EXERCISE REQUIREMENTS:
Reproduce the items character for character, starting at the beginning of the items and ending at the line containing "<point>456,362</point>", with both ends included. Leave the pictures out of the answer.

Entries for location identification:
>>>

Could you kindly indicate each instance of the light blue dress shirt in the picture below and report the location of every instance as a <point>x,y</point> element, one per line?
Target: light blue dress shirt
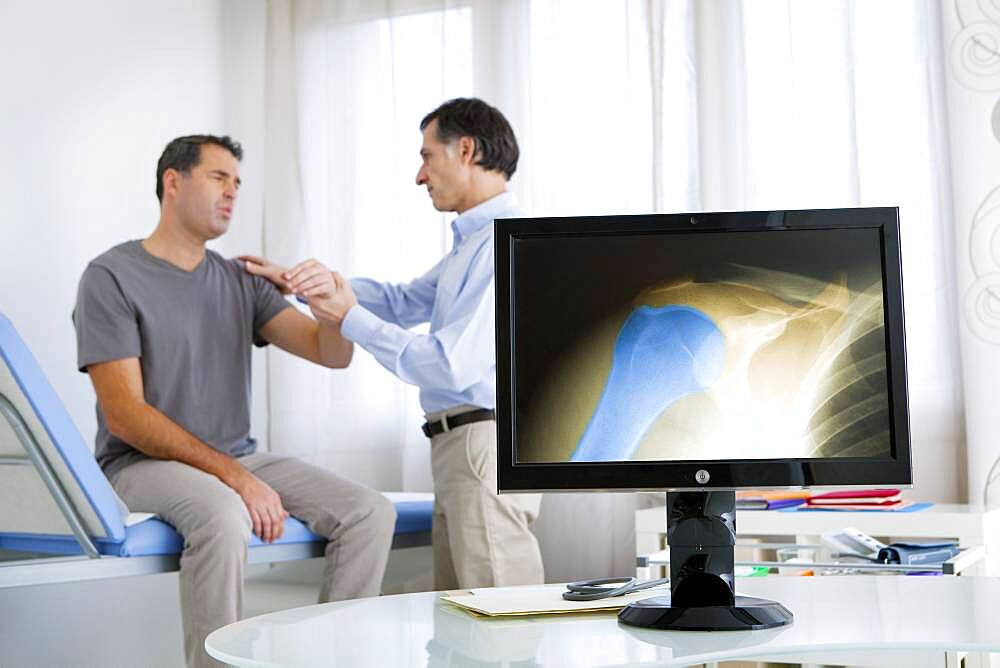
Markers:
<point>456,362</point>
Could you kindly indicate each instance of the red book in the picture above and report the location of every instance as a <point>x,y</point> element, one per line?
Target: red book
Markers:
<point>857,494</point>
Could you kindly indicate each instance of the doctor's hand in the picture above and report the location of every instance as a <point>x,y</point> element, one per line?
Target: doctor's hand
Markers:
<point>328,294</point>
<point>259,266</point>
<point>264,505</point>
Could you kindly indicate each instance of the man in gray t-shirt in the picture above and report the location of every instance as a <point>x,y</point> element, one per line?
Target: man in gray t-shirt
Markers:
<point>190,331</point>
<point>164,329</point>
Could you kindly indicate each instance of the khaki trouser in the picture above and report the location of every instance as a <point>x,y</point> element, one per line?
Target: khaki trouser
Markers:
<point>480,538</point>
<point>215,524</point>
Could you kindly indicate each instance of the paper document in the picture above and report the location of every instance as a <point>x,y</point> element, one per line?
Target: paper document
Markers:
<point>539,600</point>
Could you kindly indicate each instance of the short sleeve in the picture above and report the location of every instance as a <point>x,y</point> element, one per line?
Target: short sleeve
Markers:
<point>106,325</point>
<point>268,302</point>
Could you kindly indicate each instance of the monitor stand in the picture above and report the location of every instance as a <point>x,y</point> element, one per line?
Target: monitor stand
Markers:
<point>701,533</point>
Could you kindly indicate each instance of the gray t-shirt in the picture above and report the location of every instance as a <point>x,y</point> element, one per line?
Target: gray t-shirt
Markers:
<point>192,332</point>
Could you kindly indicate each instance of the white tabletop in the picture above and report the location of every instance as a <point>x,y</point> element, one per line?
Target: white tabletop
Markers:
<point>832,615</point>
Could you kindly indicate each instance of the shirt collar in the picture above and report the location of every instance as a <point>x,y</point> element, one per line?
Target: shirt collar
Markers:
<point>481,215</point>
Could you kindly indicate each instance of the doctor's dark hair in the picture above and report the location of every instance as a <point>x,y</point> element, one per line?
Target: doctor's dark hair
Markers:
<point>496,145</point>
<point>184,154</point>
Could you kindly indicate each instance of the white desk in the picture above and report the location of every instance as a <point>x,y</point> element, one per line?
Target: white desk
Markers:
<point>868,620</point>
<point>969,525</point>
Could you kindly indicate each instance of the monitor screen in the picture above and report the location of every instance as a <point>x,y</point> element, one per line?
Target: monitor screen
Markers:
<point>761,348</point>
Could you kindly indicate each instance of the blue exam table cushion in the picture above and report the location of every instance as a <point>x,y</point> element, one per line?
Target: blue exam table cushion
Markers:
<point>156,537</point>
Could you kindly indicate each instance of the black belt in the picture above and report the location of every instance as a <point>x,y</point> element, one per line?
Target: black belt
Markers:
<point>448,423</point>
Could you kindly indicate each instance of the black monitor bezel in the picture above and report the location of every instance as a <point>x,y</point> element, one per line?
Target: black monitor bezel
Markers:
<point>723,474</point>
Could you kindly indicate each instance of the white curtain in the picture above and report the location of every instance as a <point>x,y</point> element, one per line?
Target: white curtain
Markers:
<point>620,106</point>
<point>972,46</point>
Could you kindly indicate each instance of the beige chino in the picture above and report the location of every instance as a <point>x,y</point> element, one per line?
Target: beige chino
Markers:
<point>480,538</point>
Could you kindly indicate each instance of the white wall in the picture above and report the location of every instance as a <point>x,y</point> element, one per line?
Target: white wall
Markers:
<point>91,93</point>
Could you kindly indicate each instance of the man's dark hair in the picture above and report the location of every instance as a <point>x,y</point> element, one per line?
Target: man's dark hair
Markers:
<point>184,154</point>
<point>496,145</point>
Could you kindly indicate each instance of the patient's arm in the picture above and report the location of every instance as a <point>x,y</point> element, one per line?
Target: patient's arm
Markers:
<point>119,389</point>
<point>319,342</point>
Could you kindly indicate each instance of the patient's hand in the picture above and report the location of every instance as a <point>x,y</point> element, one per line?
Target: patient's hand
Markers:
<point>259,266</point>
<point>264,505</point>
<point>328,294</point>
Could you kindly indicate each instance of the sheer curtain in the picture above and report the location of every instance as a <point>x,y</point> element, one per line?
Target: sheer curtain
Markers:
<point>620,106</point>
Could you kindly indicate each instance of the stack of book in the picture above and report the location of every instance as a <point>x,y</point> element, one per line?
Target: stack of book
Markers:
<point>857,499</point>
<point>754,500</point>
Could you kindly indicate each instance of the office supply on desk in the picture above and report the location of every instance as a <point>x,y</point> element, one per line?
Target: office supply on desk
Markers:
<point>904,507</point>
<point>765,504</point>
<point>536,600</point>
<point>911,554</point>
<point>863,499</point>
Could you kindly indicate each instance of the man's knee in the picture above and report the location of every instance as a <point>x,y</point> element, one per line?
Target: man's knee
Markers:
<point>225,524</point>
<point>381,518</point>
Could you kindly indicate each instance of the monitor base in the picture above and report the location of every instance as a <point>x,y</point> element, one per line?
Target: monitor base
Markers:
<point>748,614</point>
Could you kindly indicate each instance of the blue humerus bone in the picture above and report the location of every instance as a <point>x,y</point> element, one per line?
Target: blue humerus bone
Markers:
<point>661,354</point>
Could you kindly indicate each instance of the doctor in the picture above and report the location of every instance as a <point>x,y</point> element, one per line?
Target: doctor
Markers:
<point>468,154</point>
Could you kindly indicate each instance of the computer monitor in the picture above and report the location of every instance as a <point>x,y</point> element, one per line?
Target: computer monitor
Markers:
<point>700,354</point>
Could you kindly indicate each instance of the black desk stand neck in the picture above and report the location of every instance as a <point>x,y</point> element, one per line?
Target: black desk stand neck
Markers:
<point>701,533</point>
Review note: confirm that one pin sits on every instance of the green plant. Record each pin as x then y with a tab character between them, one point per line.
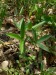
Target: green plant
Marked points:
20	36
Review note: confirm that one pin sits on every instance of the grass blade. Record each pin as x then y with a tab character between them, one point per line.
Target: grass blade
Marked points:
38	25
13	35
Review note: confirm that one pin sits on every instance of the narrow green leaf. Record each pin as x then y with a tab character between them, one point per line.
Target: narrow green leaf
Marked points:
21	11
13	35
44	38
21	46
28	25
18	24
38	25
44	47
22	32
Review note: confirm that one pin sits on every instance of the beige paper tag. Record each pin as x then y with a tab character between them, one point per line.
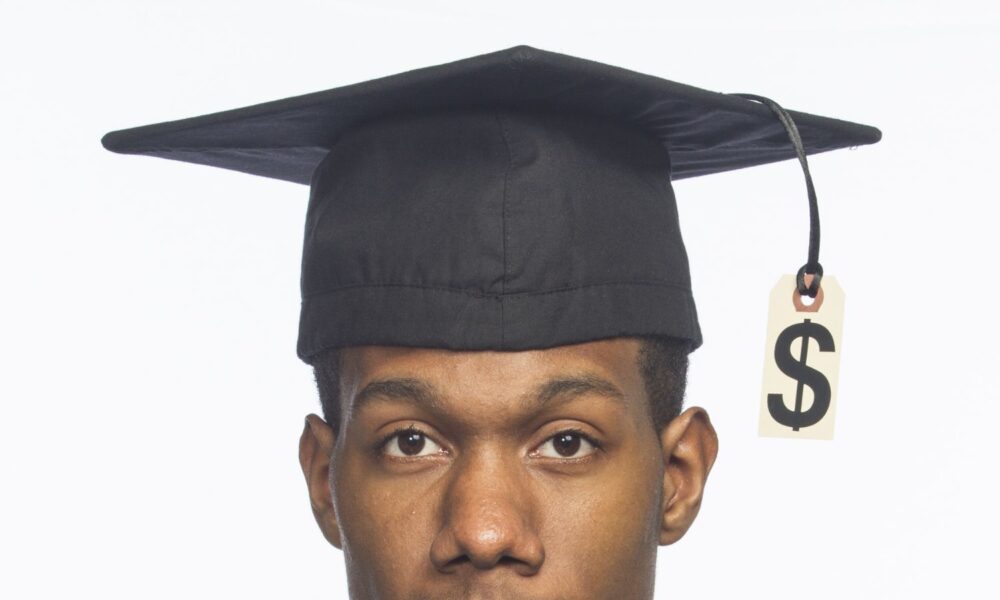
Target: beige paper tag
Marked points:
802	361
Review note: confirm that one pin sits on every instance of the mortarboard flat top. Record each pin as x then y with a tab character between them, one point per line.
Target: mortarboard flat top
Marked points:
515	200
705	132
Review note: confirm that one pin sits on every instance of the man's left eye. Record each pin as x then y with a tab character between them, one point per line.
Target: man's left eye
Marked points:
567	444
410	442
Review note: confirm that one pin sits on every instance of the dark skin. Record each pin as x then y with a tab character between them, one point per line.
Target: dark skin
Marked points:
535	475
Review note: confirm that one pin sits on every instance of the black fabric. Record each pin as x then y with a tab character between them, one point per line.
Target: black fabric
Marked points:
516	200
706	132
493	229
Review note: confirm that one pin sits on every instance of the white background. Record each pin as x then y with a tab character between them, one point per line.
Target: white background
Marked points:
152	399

<<<

PROBLEM SOLUTION:
Could you kindly indicate each instance of the light blue dress shirt in the picture below and report the location of every instance as a <point>x,y</point> element, one per line?
Target: light blue dress shirt
Markers:
<point>456,362</point>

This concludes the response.